• _Provided passage_

◆ ◆ ◆ ◆ ◆ ◆ ◆

F-47s at U.S. Air Force (USAF) bases in the Indo-Pacific will have to contend with China’s mid- and long-range missiles, said John Hemmings, the deputy director for geopolitics at the Council on Geostrategy in the U.K.
“Combine that with what some have seen as under-investment in active base defenses, and we see that USAF—like all services and allies—will have critical issues keeping their aircraft safe,” Hemmings told Newsweek.
There is a “growing cruise and ballistic missile threat” to USAF bases in the Pacific, prompting the U.S. military to take a long look at its air defenses around these facilities, the RAND think tank said in an analysis commissioned by the U.S. Pacific Air Forces and published on Tuesday.
Pool via AP
China is able to attack “all U.S. bases in the Indo-Pacific region,” and defenses around these bases have not kept up with the threats they could face, according to the think tank.
The USAF has looked at ways to make air bases in the region more protected, but “improvements to date have been limited, though the threat has advanced substantially,” the analysis said. More money has been spent on “active defenses,” such as missile systems, but “spending on passive defenses has significantly lagged behind,” it continued. Passive defenses can include camouflage and decoys.
The U.S. under President Donald Trump has made its intention to turn away from Europe toward the Indo-Pacific clear, sparking a flurry of commitments among European allies to raise defense spending and rely less on American personnel and U.S.-supplied kit.

◆ ◆ ◆ ◆ ◆ ◆ ◆

• _What needs to be done_
How would you put this sentence from the passage on Indo-Pacific air base defenses into Spanish: "Passive defenses can include camouflage and decoys."

• _Given data_
◆ ◆ ◆ ◆ ◆ ◆ ◆

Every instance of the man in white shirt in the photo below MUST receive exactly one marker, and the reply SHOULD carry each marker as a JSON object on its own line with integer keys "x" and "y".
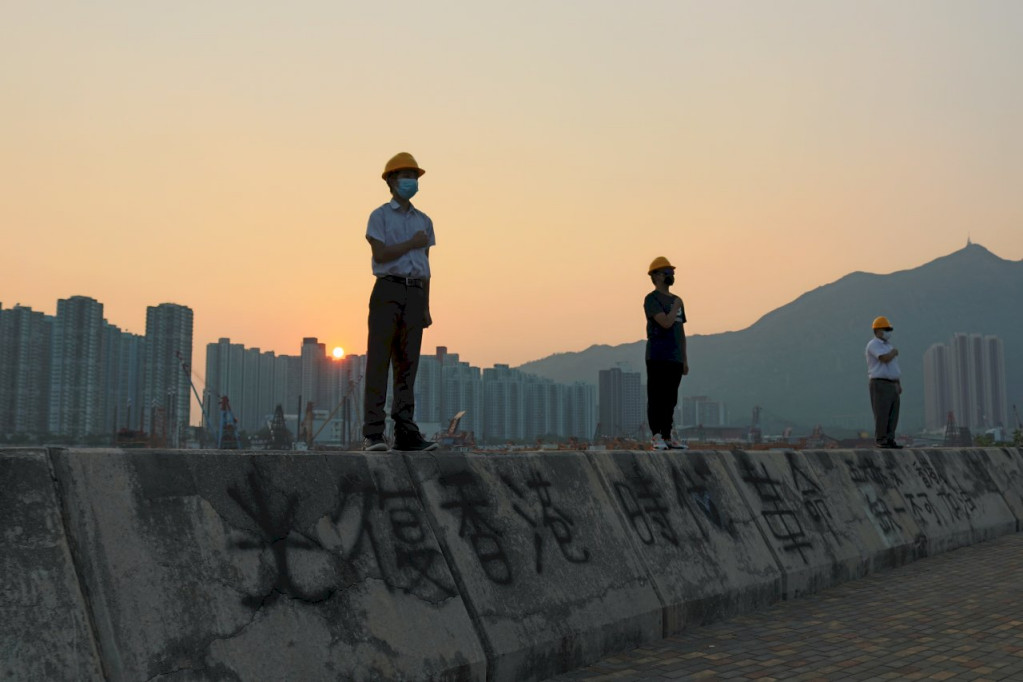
{"x": 400, "y": 236}
{"x": 886, "y": 387}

◆ ◆ ◆ ◆ ◆ ◆ ◆

• _The response_
Las defensas pasivas pueden incluir camuflaje y señuelos.